ACTIVITY A: According to the provided text, how long has the writer been in the relationship with their partner?
ACTIVITY B: Please repeat the provided text word for word between "Monogamist and a" and "in different fashions.", inclusive.

====== PROVIDED TEXT ======

Monogamist and a Poly
I'm definitely new to this lifestyle and really haven't begun it yet. I figure that bouncing ideas off others and having someone else (besides my partner) to talk to about my feelings and emotions may be therapeutic for me.
To start off, I am the monogamist. I've been in an incredible relationship with my partner for the past year and a half. We met online and really hit it off when we first met each other. In a way we are similar people who are completely opposite. Both very intelligent and have a firm grasp on what love is and how we feel about one another, but desire to live life in different fashions.
I only recently found out that she deeply wanted to be with other people. Not in a way that replaces me or puts me down, but in a way that she can still live her life to the extent that she has always dreamed of. I've definitely remember her talking about polygamy and how society casts it aside as a negative thing. She has very good reasons as to why it shouldn't be looked at differently and I can't argue with what she has to say. I'm very supportive of pretty much everything she does and desires.
My partner is a very mature individual who has already experienced more with others that I ever wish to in my lifetime. Just sort of the way I adopted my views on relationships and how I held the importance of them. My partner has had some regrettable choices that she has made in the past but I don't really think she would ever wish them to be taken away. For her, it's a memory hook, something that occurred in her life that she can look back on for the rest of her life. A lot of these have to do with sexual partners and flings.

====== EXERCISE DATA ======

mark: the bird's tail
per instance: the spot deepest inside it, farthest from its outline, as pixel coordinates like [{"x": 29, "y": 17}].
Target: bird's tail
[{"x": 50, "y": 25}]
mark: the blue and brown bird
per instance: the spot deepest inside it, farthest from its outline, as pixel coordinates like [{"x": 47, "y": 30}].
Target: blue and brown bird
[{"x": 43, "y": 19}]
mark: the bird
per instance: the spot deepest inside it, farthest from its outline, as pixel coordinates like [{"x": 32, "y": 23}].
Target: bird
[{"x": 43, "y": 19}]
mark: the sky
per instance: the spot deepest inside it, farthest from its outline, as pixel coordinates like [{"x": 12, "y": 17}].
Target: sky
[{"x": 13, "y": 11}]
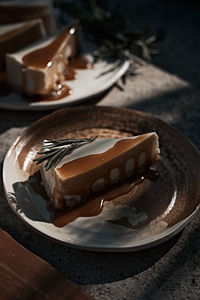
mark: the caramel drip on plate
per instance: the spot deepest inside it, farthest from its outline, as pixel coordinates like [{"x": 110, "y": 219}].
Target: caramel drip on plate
[
  {"x": 80, "y": 62},
  {"x": 15, "y": 31},
  {"x": 63, "y": 91},
  {"x": 42, "y": 57}
]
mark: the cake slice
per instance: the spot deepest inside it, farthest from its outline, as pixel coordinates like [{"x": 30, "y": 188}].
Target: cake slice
[
  {"x": 39, "y": 68},
  {"x": 97, "y": 166},
  {"x": 20, "y": 10},
  {"x": 18, "y": 35}
]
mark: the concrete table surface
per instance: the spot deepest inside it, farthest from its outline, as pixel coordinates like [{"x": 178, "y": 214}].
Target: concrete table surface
[{"x": 169, "y": 88}]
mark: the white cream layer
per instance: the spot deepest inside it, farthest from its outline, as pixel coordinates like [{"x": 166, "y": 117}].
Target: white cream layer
[{"x": 96, "y": 147}]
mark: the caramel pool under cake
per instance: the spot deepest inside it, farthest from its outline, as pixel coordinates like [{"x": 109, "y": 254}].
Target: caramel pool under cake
[
  {"x": 97, "y": 166},
  {"x": 40, "y": 68}
]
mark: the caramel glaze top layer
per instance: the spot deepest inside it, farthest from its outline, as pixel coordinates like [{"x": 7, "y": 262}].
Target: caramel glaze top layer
[
  {"x": 87, "y": 163},
  {"x": 43, "y": 57}
]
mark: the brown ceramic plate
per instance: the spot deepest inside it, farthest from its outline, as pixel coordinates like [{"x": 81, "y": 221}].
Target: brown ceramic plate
[{"x": 158, "y": 209}]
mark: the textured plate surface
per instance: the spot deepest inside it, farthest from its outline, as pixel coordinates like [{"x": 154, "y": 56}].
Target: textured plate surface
[{"x": 157, "y": 209}]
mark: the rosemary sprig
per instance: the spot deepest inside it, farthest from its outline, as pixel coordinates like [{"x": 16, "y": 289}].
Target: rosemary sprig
[
  {"x": 109, "y": 30},
  {"x": 54, "y": 151}
]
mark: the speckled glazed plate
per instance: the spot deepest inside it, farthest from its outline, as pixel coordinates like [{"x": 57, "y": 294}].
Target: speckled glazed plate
[
  {"x": 90, "y": 83},
  {"x": 157, "y": 209}
]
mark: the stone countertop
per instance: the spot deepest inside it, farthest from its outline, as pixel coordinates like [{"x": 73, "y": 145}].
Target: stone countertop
[{"x": 168, "y": 88}]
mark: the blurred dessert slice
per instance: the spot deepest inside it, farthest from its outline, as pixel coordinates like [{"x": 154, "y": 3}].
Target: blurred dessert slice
[
  {"x": 97, "y": 166},
  {"x": 23, "y": 10},
  {"x": 39, "y": 69},
  {"x": 18, "y": 35}
]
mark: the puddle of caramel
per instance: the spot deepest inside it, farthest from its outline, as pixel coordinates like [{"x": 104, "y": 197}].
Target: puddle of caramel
[
  {"x": 95, "y": 205},
  {"x": 70, "y": 73},
  {"x": 62, "y": 91}
]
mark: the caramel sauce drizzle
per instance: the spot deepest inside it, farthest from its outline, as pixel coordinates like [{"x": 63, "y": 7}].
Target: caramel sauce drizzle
[{"x": 42, "y": 57}]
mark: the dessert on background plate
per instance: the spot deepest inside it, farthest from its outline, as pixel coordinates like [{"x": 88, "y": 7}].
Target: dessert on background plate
[
  {"x": 18, "y": 35},
  {"x": 40, "y": 68},
  {"x": 74, "y": 169},
  {"x": 20, "y": 10}
]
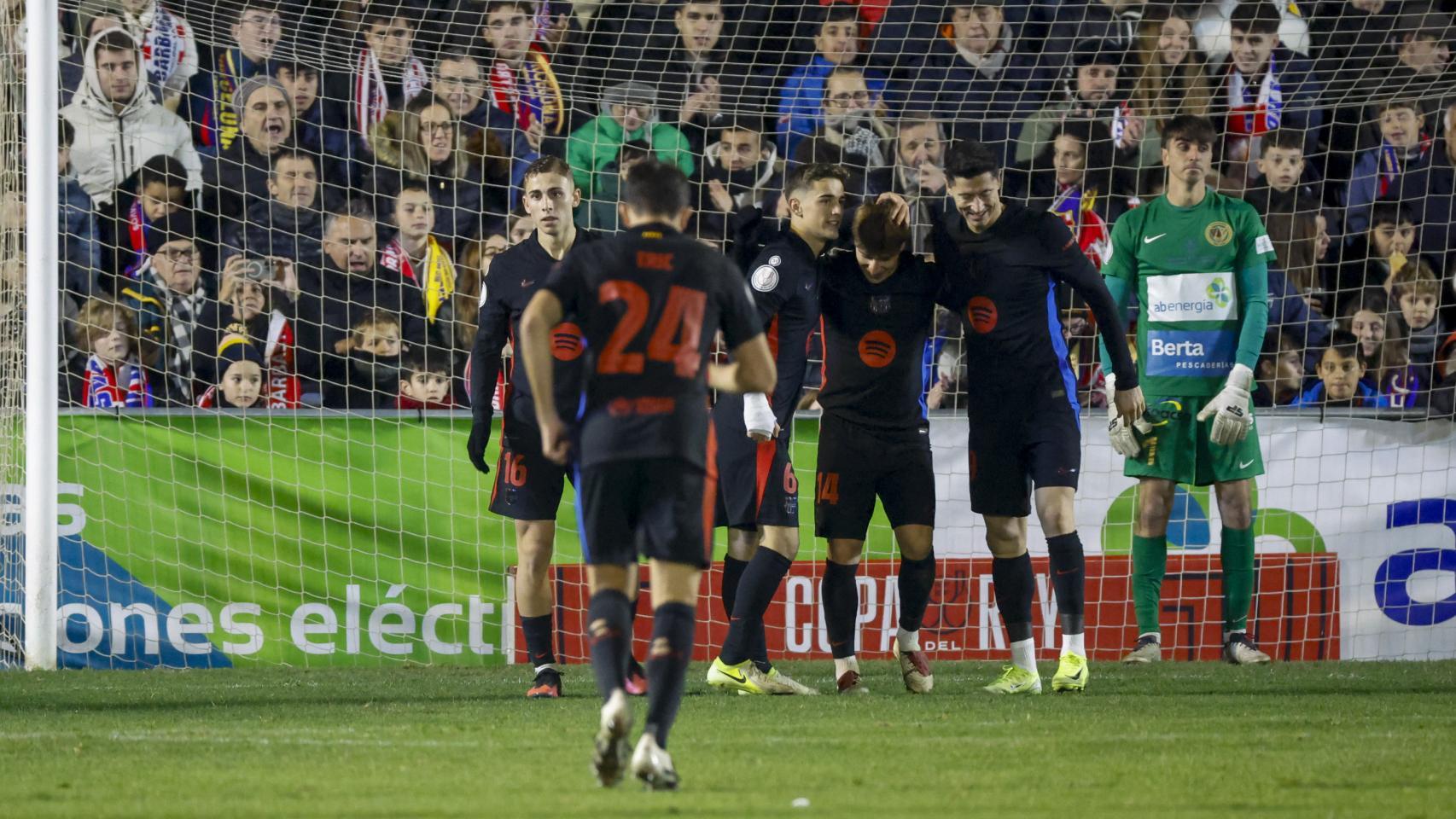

======

WRITTEN ANSWER A: For the past year and a half.

WRITTEN ANSWER B:
Monogamist and a Poly
I'm definitely new to this lifestyle and really haven't begun it yet. I figure that bouncing ideas off others and having someone else (besides my partner) to talk to about my feelings and emotions may be therapeutic for me.
To start off, I am the monogamist. I've been in an incredible relationship with my partner for the past year and a half. We met online and really hit it off when we first met each other. In a way we are similar people who are completely opposite. Both very intelligent and have a firm grasp on what love is and how we feel about one another, but desire to live life in different fashions.